Animals
Genetically modified mouse lines were purchased from Jackson Laboratories and bred in-house. The PV-Cre mouse line (B6;129P2-Pvalbtm1(cre)Arbr/J; JAX stock #008069) was used to target PV-expressing interneurons. The PV-Cre mouse line was bred with Ai9 mice (B6.Cg-Gt(ROSA)26Sortm9(CAG-tdTomato)Hze/J; JAX stock #007909) to identify PV neurons. PV interneurons of the PV:Cre/Ai9 line express robust tdTomato fluorescence following Cre-mediated recombination. To selectively evoke APs in PV neurons, PV-cre mice were bred with Ai27D mice (B6.Cg-Gt[ROSA]26Sortm27.1[CAG-COP4*H134R/tdTomato]Hze/J; JAX stock #012567). PV neurons of the PV-Cre/Ai27D line express the improved channelrhodopsin-2/tdTomato fusion protein. The PV-Cre, Ai27D, and Ai9 transgenic lines were bred as homozygotes. Mice were housed under a 12-h light-dark cycle with ad libitum access to food and water. Only male mice were used to avoid the potential effect of the estrus cycle. All care procedures involving animals were approved by the Institutional Animal Care and Use Committee of the Korea Brain Research Institute (M2-IACUC-19-00040).

## TASK INSTRUCTIONS
In the animals section:
(a) Which mouse line was crossed with the PV-Cre line to identify PV neurons?
(b) What light-dark cycle were the mice housed under?
(c) Why were only male mice used?

Stored data entries:

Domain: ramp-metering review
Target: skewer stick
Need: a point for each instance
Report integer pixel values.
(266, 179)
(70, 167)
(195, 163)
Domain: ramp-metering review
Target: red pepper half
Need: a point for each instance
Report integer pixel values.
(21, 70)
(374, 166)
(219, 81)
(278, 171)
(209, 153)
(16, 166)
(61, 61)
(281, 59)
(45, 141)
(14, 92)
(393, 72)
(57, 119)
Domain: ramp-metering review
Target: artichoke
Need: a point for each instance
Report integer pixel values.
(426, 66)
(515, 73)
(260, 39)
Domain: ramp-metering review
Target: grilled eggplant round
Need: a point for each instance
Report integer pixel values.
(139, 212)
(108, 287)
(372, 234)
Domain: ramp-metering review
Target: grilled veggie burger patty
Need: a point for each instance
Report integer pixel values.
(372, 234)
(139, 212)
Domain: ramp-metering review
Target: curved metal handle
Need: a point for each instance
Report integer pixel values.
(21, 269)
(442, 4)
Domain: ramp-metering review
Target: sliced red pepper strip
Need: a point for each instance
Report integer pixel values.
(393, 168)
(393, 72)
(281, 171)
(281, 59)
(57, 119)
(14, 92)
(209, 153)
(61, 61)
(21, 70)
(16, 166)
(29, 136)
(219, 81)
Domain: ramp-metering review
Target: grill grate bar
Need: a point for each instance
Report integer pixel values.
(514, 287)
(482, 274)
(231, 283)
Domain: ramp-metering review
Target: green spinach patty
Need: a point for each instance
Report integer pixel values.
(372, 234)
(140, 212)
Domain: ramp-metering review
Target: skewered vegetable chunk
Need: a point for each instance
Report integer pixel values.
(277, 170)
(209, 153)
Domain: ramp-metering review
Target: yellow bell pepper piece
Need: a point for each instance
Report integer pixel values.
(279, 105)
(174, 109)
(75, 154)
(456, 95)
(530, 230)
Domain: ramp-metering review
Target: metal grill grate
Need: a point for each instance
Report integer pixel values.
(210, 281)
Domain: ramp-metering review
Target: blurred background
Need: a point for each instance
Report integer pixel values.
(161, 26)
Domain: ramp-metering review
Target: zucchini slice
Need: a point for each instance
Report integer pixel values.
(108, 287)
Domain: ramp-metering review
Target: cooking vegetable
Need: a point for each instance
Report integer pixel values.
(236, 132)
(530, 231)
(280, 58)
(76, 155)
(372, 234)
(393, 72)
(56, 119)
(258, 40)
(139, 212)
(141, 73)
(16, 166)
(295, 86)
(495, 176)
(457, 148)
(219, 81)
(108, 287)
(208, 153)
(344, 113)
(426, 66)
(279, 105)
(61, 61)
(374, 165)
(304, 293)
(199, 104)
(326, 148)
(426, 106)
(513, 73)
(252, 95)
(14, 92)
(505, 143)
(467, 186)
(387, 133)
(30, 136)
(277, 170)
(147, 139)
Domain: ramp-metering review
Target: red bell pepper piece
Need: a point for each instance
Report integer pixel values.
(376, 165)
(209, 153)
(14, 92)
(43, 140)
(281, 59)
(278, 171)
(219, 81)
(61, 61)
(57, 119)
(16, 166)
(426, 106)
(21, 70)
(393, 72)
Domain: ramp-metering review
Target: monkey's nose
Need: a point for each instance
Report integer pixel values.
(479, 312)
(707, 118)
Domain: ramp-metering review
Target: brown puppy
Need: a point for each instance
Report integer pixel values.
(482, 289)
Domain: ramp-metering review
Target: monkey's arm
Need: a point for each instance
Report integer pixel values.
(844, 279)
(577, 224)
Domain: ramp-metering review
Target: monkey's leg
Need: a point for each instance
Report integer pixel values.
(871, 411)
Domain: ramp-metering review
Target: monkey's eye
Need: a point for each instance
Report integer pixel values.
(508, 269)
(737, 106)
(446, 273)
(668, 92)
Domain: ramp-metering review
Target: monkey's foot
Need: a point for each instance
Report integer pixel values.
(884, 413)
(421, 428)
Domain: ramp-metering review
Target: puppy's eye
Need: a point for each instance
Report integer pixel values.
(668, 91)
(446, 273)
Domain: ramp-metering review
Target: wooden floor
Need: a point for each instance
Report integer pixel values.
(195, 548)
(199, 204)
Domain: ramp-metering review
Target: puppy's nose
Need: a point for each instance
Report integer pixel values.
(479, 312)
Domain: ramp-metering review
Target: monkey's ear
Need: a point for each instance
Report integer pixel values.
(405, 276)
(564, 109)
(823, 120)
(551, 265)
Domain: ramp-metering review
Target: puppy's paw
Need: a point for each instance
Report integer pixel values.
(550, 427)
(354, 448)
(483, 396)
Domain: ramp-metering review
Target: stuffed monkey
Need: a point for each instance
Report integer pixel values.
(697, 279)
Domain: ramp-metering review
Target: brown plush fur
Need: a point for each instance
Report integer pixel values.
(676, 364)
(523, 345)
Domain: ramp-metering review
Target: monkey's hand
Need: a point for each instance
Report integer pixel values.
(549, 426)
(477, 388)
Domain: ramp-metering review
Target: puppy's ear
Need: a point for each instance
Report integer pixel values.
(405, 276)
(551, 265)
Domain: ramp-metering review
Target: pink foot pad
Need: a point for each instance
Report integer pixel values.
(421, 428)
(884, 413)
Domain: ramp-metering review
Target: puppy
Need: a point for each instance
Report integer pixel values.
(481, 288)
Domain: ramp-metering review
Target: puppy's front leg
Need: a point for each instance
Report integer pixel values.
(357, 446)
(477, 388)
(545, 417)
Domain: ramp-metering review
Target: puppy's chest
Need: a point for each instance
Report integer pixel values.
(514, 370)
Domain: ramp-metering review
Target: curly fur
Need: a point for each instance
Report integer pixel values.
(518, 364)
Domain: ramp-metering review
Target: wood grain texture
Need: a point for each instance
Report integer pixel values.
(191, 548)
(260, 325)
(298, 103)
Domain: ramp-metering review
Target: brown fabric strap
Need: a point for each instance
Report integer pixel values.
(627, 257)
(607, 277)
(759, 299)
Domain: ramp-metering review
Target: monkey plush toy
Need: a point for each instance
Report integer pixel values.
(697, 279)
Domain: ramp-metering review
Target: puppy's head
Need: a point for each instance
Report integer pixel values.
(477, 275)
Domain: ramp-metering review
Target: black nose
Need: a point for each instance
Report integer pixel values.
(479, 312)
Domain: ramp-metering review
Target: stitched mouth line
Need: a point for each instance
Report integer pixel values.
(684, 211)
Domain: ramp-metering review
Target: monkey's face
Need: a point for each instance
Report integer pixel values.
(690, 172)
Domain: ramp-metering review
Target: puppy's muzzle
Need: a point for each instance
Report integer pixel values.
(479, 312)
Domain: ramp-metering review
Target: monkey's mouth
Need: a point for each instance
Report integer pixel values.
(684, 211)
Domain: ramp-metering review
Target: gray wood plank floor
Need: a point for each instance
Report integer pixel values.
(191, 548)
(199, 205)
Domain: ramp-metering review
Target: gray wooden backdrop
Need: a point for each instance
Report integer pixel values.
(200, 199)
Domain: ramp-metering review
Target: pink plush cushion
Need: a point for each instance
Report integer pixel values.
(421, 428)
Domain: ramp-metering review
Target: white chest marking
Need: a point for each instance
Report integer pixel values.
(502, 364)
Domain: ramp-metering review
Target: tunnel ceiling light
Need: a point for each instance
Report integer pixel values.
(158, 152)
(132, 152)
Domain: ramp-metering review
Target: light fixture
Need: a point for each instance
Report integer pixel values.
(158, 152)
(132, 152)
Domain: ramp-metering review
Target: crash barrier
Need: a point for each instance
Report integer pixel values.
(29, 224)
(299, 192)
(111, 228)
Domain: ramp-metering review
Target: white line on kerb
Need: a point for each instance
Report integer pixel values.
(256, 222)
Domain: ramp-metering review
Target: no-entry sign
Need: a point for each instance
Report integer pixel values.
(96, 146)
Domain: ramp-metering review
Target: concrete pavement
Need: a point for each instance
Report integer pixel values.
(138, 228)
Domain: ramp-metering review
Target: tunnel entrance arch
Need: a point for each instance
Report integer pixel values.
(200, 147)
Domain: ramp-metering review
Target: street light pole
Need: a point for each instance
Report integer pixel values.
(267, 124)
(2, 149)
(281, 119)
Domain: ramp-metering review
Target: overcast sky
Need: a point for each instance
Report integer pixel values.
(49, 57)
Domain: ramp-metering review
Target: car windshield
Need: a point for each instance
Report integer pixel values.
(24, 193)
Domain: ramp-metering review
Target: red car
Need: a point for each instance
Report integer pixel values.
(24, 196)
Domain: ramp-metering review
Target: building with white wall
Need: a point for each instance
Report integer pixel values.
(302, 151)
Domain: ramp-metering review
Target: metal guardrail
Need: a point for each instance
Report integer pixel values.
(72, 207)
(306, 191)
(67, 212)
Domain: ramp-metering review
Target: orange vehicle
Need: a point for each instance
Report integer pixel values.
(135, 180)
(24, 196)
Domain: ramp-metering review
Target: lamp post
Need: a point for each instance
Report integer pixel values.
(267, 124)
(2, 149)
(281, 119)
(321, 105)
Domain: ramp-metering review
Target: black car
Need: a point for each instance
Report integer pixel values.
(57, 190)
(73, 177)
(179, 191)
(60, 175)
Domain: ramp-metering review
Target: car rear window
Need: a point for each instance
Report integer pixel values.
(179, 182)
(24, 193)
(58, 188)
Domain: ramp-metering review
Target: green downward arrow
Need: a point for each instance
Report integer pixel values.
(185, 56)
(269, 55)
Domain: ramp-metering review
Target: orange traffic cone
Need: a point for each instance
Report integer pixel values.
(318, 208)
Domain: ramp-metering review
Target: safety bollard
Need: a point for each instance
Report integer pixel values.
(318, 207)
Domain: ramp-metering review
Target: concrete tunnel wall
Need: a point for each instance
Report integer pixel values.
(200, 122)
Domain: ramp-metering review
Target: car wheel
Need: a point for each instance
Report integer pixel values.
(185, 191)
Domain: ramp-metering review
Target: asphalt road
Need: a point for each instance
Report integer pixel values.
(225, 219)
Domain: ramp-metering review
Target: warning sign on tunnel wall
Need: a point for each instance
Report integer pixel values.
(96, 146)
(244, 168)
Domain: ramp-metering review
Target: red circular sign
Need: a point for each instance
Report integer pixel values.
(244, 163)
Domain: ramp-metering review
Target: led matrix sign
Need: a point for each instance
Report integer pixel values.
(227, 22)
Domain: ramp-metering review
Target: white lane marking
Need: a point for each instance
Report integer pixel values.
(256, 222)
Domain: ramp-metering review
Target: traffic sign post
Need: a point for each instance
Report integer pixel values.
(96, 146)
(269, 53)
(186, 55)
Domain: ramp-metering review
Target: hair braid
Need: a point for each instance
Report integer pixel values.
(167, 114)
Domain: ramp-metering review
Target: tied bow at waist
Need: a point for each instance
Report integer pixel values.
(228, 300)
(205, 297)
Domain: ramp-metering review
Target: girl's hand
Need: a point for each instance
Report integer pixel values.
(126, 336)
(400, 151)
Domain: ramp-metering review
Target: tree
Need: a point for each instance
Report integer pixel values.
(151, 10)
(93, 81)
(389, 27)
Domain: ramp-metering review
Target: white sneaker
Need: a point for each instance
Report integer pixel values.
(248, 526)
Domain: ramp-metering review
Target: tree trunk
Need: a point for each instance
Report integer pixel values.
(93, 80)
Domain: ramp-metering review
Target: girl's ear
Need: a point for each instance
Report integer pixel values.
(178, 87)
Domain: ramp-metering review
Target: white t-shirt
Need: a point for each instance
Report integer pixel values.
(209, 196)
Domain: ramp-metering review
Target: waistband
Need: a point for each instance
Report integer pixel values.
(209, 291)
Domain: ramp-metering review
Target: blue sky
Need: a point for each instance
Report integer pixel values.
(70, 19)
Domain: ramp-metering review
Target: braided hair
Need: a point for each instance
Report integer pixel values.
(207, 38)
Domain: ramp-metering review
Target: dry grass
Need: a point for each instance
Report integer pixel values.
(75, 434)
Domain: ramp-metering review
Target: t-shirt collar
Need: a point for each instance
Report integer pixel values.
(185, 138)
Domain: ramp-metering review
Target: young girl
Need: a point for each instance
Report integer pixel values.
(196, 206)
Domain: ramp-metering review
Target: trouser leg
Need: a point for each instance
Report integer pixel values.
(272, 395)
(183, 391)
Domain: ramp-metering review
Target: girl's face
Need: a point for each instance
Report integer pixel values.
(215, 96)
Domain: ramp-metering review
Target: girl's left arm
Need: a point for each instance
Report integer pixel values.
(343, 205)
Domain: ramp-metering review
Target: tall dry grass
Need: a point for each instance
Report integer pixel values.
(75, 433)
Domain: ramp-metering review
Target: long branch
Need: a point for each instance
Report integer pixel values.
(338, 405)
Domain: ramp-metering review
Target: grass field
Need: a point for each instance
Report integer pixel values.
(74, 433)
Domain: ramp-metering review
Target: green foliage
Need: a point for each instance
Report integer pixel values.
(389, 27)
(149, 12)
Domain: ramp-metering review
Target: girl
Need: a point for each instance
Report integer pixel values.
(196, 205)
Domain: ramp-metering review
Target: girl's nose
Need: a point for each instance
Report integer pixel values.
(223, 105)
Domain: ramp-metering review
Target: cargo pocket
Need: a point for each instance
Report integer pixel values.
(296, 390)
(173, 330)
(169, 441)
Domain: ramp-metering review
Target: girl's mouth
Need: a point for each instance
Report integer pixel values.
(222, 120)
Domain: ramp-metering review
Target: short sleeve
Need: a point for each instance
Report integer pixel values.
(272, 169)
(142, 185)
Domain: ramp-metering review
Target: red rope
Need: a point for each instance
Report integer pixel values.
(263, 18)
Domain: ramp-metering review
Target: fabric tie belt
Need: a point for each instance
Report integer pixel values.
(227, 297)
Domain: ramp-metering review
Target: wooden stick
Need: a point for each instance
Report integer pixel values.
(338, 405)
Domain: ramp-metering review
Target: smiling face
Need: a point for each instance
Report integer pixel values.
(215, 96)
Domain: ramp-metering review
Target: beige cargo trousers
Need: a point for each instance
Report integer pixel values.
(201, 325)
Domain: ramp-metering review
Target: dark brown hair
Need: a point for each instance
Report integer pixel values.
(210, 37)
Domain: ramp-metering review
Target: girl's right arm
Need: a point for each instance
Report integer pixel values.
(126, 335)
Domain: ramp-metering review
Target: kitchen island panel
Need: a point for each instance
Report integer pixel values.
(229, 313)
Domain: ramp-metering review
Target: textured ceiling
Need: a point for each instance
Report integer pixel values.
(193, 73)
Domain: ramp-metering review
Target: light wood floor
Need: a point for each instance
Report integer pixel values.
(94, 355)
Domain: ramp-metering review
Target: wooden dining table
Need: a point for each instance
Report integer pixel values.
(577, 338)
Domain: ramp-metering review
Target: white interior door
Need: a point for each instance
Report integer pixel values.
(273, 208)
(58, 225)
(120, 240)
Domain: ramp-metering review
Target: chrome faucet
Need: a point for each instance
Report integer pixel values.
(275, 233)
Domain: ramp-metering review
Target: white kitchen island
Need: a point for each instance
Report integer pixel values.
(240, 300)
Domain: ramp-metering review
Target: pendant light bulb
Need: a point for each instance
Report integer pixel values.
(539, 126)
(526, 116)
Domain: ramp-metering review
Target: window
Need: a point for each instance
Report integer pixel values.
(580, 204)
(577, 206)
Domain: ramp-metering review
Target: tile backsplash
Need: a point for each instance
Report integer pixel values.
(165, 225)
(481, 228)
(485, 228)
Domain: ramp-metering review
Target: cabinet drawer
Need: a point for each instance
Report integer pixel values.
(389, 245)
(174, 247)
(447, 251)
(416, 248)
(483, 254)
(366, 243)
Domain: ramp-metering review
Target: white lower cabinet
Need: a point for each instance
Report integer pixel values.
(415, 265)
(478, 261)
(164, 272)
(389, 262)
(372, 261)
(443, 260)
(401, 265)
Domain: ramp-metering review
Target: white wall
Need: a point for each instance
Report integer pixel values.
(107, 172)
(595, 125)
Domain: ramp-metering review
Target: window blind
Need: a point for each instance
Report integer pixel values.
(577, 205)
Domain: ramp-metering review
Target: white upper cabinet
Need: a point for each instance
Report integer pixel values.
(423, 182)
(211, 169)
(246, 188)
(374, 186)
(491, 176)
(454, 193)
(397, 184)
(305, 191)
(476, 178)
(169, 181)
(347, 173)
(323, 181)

## EXERCISE RESPONSE
(a) The Ai9 line (B6.Cg-Gt(ROSA)26Sortm9(CAG-tdTomato)Hze/J; JAX stock #007909).
(b) A 12-h light-dark cycle.
(c) To avoid the potential effect of the estrus cycle.